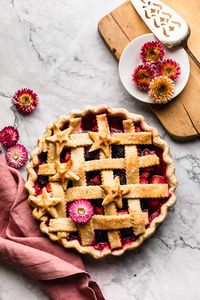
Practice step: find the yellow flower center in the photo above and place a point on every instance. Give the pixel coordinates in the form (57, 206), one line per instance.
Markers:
(162, 88)
(81, 211)
(15, 156)
(25, 99)
(168, 70)
(144, 77)
(152, 54)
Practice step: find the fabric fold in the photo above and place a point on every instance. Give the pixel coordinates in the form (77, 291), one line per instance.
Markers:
(60, 272)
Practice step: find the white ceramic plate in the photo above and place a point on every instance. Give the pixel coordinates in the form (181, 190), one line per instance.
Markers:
(130, 58)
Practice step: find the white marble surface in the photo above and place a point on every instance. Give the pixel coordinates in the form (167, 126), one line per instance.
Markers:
(53, 47)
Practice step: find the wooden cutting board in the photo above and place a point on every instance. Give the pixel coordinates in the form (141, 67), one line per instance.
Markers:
(181, 117)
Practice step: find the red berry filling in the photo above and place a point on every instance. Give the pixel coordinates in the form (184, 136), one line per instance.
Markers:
(118, 151)
(115, 124)
(90, 155)
(42, 158)
(65, 155)
(121, 174)
(148, 175)
(89, 123)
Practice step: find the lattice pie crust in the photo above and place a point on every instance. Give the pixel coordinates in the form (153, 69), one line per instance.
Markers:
(50, 206)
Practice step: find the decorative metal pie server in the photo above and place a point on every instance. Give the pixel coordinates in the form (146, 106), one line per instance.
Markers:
(168, 26)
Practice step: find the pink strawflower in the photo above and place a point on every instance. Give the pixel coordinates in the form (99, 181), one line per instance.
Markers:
(142, 77)
(16, 156)
(25, 100)
(152, 52)
(169, 68)
(81, 211)
(154, 66)
(9, 136)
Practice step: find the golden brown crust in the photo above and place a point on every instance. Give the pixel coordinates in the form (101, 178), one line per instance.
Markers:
(149, 136)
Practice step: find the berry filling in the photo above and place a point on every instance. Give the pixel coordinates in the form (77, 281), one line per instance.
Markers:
(118, 151)
(89, 123)
(65, 155)
(121, 174)
(90, 155)
(41, 182)
(81, 210)
(115, 124)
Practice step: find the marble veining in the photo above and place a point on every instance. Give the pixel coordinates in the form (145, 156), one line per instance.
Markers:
(53, 47)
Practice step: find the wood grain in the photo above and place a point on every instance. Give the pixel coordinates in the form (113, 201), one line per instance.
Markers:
(181, 117)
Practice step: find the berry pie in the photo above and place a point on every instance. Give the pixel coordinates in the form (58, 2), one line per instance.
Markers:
(101, 181)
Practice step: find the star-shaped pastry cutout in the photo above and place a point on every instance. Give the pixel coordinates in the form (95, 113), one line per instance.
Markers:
(102, 140)
(115, 193)
(45, 203)
(61, 138)
(64, 173)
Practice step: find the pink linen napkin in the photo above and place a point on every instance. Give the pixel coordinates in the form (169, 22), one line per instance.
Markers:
(60, 272)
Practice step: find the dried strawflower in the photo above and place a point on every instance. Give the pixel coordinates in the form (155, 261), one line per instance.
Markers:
(161, 89)
(16, 156)
(25, 100)
(142, 76)
(81, 211)
(169, 68)
(152, 52)
(9, 136)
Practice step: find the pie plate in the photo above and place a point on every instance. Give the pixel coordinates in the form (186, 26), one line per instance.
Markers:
(130, 59)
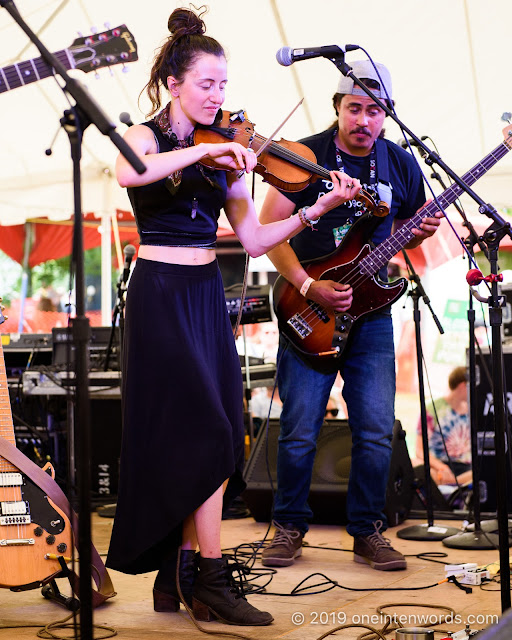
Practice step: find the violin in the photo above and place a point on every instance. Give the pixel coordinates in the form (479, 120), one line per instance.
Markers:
(289, 166)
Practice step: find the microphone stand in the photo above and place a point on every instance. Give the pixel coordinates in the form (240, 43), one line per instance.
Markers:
(118, 313)
(478, 538)
(74, 122)
(423, 531)
(109, 510)
(492, 240)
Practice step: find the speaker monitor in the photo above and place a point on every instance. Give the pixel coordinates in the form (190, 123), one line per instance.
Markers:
(486, 451)
(106, 432)
(329, 483)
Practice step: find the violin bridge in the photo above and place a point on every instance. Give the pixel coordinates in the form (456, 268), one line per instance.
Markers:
(237, 116)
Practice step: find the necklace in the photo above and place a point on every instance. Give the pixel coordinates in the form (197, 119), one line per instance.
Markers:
(163, 122)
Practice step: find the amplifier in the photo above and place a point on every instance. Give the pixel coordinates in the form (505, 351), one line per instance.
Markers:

» **YOUR TASK**
Reproduce everything from the line containing "Practice step: find the microphone" down to the end of the listing, requests included, and output only those lines. Multiply every coordinate in the marker lines by 0.35 and round to whole numbers, with halves rounding up, while leaving the requests and their sample coordinates unchanged.

» **SOLUTION FOR THIS PROBLEM**
Practice step: find the microphone stand in the photo above and place a point on every instance. Give the pixel coordinates in the form (240, 43), one line per instance.
Markers:
(41, 110)
(167, 188)
(26, 43)
(148, 186)
(38, 179)
(172, 84)
Practice step: find the speaker monitor in the photo above and place a point on every instance. Give the pixel coordinates in the form (190, 123), one line per instance.
Markers:
(170, 158)
(37, 151)
(115, 169)
Practice step: find the violin bridge in the photo above and place a point on every instance. Give the pixel coordinates in the form (456, 268), one line per instance.
Markers:
(83, 41)
Practice step: find the necklace in the photo above and place a point on every instance. Give the pixel coordinates in the form (197, 119), one line per instance.
Markers:
(57, 43)
Practice step: find the amplifier in the photo above and place a point on every instance. Give the pixel coordinates in the form (505, 351), one line per instance.
Markers:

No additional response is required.